**Requirement:** All of the material should be reproduced exactly, with pictures left out.

**Input:**

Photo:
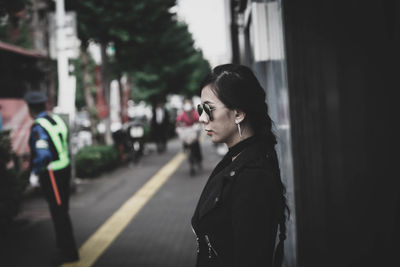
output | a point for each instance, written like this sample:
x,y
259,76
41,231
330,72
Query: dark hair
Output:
x,y
238,88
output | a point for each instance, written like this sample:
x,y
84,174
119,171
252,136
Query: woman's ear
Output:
x,y
239,116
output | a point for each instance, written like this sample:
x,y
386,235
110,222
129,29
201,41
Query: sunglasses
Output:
x,y
206,108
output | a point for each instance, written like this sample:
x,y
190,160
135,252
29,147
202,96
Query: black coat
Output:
x,y
237,216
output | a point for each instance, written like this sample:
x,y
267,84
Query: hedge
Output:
x,y
91,161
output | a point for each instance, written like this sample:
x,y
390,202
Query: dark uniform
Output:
x,y
49,152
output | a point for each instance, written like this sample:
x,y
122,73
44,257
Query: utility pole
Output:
x,y
66,86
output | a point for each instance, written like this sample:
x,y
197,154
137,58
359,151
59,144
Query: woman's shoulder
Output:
x,y
257,171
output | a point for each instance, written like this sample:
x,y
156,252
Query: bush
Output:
x,y
12,182
91,161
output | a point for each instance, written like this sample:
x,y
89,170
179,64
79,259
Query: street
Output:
x,y
158,233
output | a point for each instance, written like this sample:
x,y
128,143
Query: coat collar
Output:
x,y
213,189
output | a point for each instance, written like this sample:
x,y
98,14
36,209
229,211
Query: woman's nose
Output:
x,y
203,118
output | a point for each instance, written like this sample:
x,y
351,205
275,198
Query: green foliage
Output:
x,y
150,44
12,183
91,161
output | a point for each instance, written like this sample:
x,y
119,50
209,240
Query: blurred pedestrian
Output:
x,y
50,161
243,203
188,129
160,126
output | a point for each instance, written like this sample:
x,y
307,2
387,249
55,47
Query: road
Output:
x,y
137,215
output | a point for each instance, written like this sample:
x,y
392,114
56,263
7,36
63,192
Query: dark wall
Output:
x,y
343,74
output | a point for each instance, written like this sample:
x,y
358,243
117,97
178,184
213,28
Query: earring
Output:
x,y
239,130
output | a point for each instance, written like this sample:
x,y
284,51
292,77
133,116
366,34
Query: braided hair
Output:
x,y
238,88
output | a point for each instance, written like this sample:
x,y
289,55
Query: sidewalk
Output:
x,y
159,235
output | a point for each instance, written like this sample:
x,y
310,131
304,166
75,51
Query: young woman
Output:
x,y
243,204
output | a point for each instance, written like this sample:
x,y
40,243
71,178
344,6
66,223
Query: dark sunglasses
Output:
x,y
206,108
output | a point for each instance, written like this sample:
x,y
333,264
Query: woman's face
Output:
x,y
222,129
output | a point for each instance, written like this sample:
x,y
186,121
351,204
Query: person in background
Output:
x,y
50,161
187,128
243,203
160,126
1,120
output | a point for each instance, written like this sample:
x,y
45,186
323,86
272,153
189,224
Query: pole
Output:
x,y
66,89
55,188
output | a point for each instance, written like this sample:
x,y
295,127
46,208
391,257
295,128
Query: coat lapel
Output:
x,y
211,195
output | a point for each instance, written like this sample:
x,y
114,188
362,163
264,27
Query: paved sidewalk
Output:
x,y
159,235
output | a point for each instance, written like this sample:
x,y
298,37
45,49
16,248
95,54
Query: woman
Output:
x,y
237,217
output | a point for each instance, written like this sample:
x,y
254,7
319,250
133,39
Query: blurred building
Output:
x,y
24,65
329,70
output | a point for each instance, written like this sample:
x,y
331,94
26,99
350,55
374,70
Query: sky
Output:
x,y
207,23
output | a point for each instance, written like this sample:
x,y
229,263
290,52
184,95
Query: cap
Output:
x,y
35,97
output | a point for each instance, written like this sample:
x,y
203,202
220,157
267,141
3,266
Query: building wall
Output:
x,y
342,69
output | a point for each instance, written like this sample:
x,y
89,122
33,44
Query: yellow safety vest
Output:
x,y
59,136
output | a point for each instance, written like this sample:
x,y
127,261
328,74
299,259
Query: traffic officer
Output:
x,y
50,161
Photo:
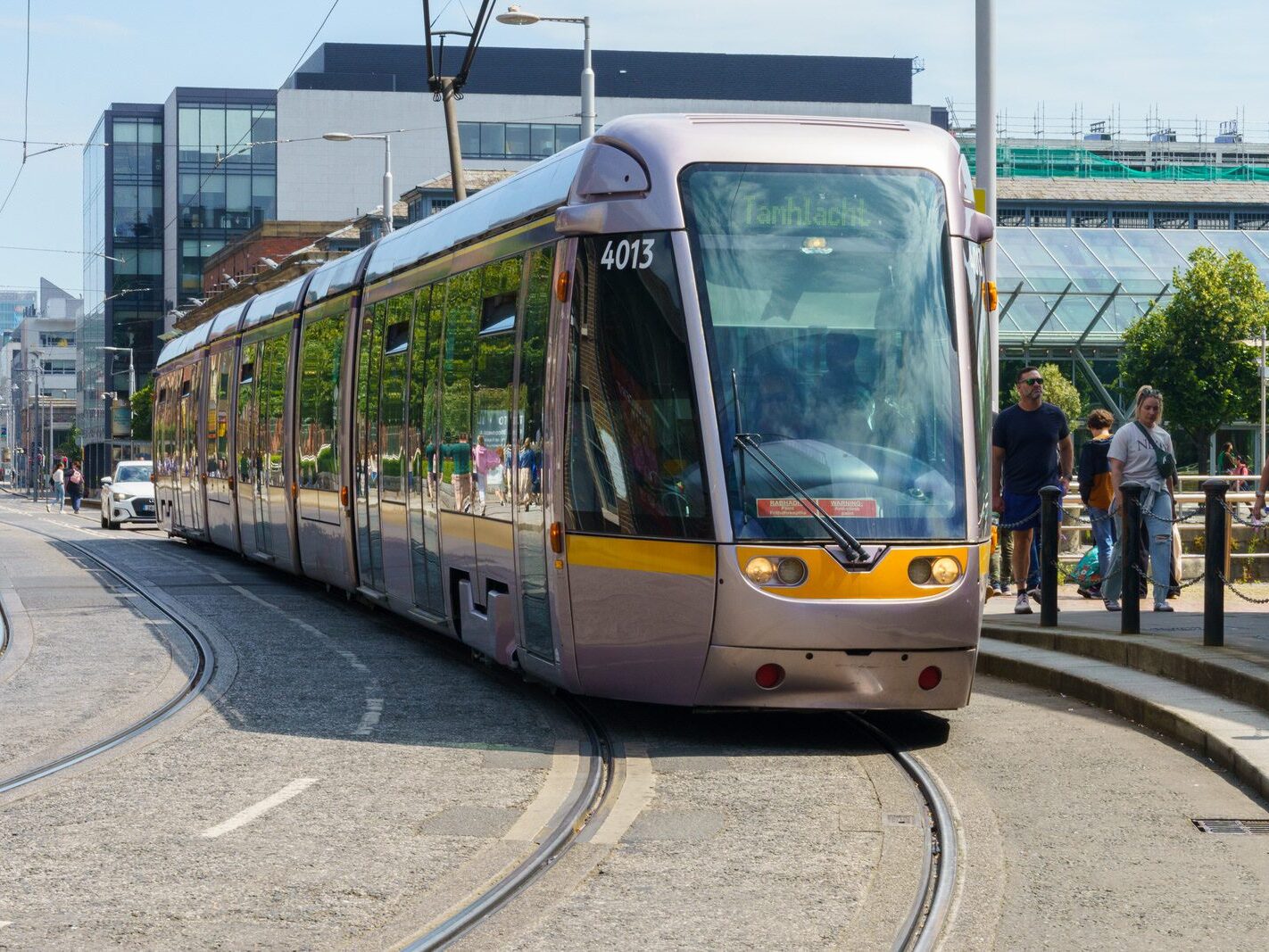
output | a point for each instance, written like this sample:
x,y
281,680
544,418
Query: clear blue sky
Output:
x,y
1079,54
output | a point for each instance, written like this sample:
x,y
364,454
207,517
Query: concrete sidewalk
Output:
x,y
1215,700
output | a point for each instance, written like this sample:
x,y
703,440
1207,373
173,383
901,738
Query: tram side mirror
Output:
x,y
979,226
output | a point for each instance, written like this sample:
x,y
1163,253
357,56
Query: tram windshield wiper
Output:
x,y
850,545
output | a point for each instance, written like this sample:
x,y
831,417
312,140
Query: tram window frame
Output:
x,y
625,312
321,358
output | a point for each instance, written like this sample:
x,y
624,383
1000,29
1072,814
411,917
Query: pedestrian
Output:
x,y
1142,452
1257,508
460,477
59,483
75,485
483,461
1031,448
1097,494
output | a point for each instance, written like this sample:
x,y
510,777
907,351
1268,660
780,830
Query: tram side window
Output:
x,y
319,402
272,393
634,459
246,411
396,344
424,358
495,368
462,314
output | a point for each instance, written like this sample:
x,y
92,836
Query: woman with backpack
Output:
x,y
1142,452
75,485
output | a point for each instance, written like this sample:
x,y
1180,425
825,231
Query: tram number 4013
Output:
x,y
627,252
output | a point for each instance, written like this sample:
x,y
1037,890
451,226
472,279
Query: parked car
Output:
x,y
129,495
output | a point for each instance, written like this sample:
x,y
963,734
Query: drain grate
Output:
x,y
1236,828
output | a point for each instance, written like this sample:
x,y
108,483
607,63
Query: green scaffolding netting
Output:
x,y
1049,162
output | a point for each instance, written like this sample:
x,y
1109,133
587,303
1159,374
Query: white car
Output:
x,y
129,496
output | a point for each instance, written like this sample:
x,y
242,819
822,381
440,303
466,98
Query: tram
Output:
x,y
692,413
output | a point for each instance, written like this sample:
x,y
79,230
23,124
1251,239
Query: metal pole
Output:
x,y
1130,559
588,84
456,156
1049,498
985,150
1214,561
387,184
1265,382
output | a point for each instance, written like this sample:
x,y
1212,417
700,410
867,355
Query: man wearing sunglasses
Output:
x,y
1031,447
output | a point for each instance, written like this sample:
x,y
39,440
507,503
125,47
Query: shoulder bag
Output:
x,y
1164,461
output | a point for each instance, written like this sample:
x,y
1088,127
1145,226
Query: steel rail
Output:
x,y
928,915
204,669
595,792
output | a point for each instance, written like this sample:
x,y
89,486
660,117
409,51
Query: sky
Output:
x,y
1076,57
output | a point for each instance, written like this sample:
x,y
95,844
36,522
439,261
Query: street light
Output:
x,y
387,169
516,17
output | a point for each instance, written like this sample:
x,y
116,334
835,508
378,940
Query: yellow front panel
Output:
x,y
641,555
827,579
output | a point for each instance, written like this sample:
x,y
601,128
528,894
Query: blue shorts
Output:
x,y
1022,512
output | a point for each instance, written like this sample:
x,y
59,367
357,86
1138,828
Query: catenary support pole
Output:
x,y
456,156
1215,542
1130,559
985,160
1049,513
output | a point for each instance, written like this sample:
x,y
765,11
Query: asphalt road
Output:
x,y
348,780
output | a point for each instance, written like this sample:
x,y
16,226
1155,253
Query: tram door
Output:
x,y
424,448
529,486
369,366
191,494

**Full response:**
Photo:
output | a point for each instance, written like this sample:
x,y
259,76
41,231
330,72
Query: dark hair
Output:
x,y
238,88
output | a point for each instance, written like this sample:
x,y
84,174
119,171
252,136
Query: woman's ear
Output:
x,y
239,116
output | a point for each instance, written like this sample:
x,y
386,235
110,222
129,29
201,41
Query: sunglasses
Output:
x,y
206,108
output | a point for each instance, written like this sample:
x,y
190,160
135,252
29,147
202,96
Query: black coat
Output:
x,y
237,216
output | a point for each instance, written like this sample:
x,y
267,84
Query: hedge
Output:
x,y
91,161
output | a point for each instance, written like this sample:
x,y
390,202
Query: dark uniform
Output:
x,y
49,152
output | a point for each instance, written like this sample:
x,y
122,73
44,257
Query: utility pole
Output:
x,y
66,86
output | a point for each instance, written like this sample:
x,y
197,154
137,58
359,151
59,144
Query: woman's shoulder
Output:
x,y
257,171
output | a point for each instance, written like this sample:
x,y
156,252
Query: bush
Output:
x,y
12,182
91,161
output | a point for each instance, written like this sample:
x,y
89,170
179,64
79,259
Query: street
Output:
x,y
158,233
output | a point for each instance, written like this sample:
x,y
128,143
Query: coat collar
Output:
x,y
213,189
output | a point for each instance, written like this sample:
x,y
98,14
36,209
229,211
Query: woman's nose
Output:
x,y
203,118
output | a point for each instance, written like this sample:
x,y
351,205
275,198
Query: green foliage
Output:
x,y
150,44
12,183
91,161
output | a point for each instance, written like this sample:
x,y
119,50
209,240
Query: blurred pedestrian
Output:
x,y
50,161
243,203
188,129
160,126
output | a point for each instance, written like this sample:
x,y
307,2
387,249
55,47
Query: road
Output:
x,y
137,215
output | a point for each instance, written like this sample:
x,y
392,114
56,263
7,36
63,192
Query: dark wall
Output:
x,y
343,74
output | a point for each instance, written like this sample:
x,y
358,243
117,97
178,184
213,28
Query: earring
Output:
x,y
239,130
output | a point for each instance, written like this sample:
x,y
284,51
292,77
133,116
366,34
Query: braided hair
Output:
x,y
238,88
output | a point for each instance, written like this sample:
x,y
289,55
Query: sidewalk
Output:
x,y
159,235
output | a point for each instance, written like this sample:
x,y
310,131
304,166
75,51
Query: young woman
Output:
x,y
243,204
output | a point for each instance, written like this sample:
x,y
40,243
71,178
344,6
66,223
Query: dark sunglasses
Output:
x,y
206,108
output | a point for each instance, written like this sample:
x,y
333,264
Query: woman's face
Output:
x,y
222,129
output | a point for each instance, written like this sample:
x,y
186,121
351,204
Query: person in background
Output:
x,y
50,161
187,128
243,203
160,126
1,120
output | a point for each instance, written like this sample:
x,y
45,186
323,86
272,153
189,224
Query: pole
Output:
x,y
66,89
55,188
output | a point for each instance, written like this sample:
x,y
295,127
46,208
391,257
295,128
Query: coat lapel
Output:
x,y
211,195
output | a point for each instance, written like this sample:
x,y
114,188
362,163
264,27
Query: paved sidewalk
Output:
x,y
159,235
output | a point for each instance, written like this sample:
x,y
298,37
45,49
16,248
95,54
Query: woman
Output:
x,y
237,217
output | a point for each instance, written like this sample:
x,y
254,7
319,250
133,39
Query: blurred building
Output:
x,y
24,65
329,70
output | a point for each instance, written like this sample:
x,y
331,94
26,99
350,55
374,70
Query: sky
Output:
x,y
207,23
output | a point for each instance, written like this sample:
x,y
229,263
290,52
184,95
Query: cap
Output:
x,y
35,97
output | a point for each instance, written like this sample:
x,y
203,202
220,157
267,141
3,266
Query: building wall
Output:
x,y
342,69
output | a point for each instance, written like this sample:
x,y
89,122
33,44
Query: yellow safety vest
Output:
x,y
59,136
output | a point for each instance, written like this sample:
x,y
127,261
328,74
299,259
Query: traffic officer
Output:
x,y
50,161
Photo:
output | a point for each instance, written like this sample:
x,y
281,680
544,418
Query: clear blue sky
Output:
x,y
1079,54
output | a point for each instance, written like this sample:
x,y
364,454
207,517
Query: concrete sidewalk
Output:
x,y
1215,700
output | a point for each instance, written like this sample:
x,y
703,440
1207,373
173,383
901,738
Query: tram side mirror
Output:
x,y
979,226
output | a point for each instance, written like this sample:
x,y
1163,253
357,56
Query: tram windshield wiper
Output:
x,y
850,545
output | a point for each instance, written like this sample:
x,y
831,417
312,140
Query: tram window frame
Output:
x,y
625,312
321,358
output | a point for each instance, written like this sample:
x,y
624,383
1000,29
1072,814
411,917
Query: pedestrian
Output:
x,y
1142,452
1257,508
460,477
59,483
75,485
483,461
1031,448
1097,494
output | a point for each instance, written like this sample:
x,y
510,777
907,351
1268,660
780,830
Query: tram side window
Output:
x,y
319,402
272,393
634,459
246,411
396,344
424,358
495,368
462,314
output | a point for each instance, written like this sample:
x,y
92,836
Query: woman with backpack
Output:
x,y
1142,452
75,485
output | a point for each instance, written like this sample:
x,y
1180,425
825,231
Query: tram number 4013
Output:
x,y
627,252
output | a point for each instance, written like this sample:
x,y
1037,890
451,226
472,279
Query: parked car
Output:
x,y
129,495
output | a point for each instance, written like this sample:
x,y
963,734
Query: drain grate
Output:
x,y
1236,828
output | a point for each instance, written like this sample:
x,y
108,483
607,63
Query: green scaffolding netting
Output:
x,y
1049,162
output | a point for each instance, written like this sample:
x,y
1109,133
587,303
1159,374
Query: white car
Output:
x,y
129,496
output | a point for each instance, written like this sample:
x,y
242,819
822,381
440,303
466,98
Query: tram
Output:
x,y
692,413
output | a point for each instance, written like this sample:
x,y
79,230
23,124
1251,239
Query: metal pole
Output:
x,y
1130,559
588,84
456,156
1049,498
985,150
1214,561
387,184
1265,382
output | a point for each instance, written like this sample:
x,y
1212,417
700,410
867,355
Query: man wearing sunglasses
Output:
x,y
1031,447
output | a point for each instance, written like this sample:
x,y
39,440
507,503
125,47
Query: shoulder bag
Output:
x,y
1164,461
output | a point for each instance, written like this sample:
x,y
1088,127
1145,226
Query: steel rail
Output:
x,y
928,915
204,669
595,792
output | a point for each instance, written like this sample:
x,y
89,486
660,117
409,51
Query: sky
Output:
x,y
1076,57
output | a point for each instance, written like this sample:
x,y
95,844
36,522
439,261
Query: street light
Output:
x,y
387,169
516,17
output | a point for each instance, written like this sample:
x,y
116,334
835,508
378,940
Query: yellow front panel
Output:
x,y
641,555
827,579
output | a point for each instance, written like this sample:
x,y
601,128
528,894
Query: blue shorts
Output:
x,y
1022,512
output | a point for each instance, written like this sample:
x,y
59,367
357,86
1138,828
Query: catenary support pole
Output:
x,y
456,156
1215,542
1130,559
985,160
1049,513
output | a point for each instance, written like this sample:
x,y
765,11
Query: asphalt road
Output:
x,y
348,780
output | a point for each instance, written like this sample:
x,y
16,226
1155,253
Query: tram door
Output:
x,y
424,448
529,486
369,366
191,494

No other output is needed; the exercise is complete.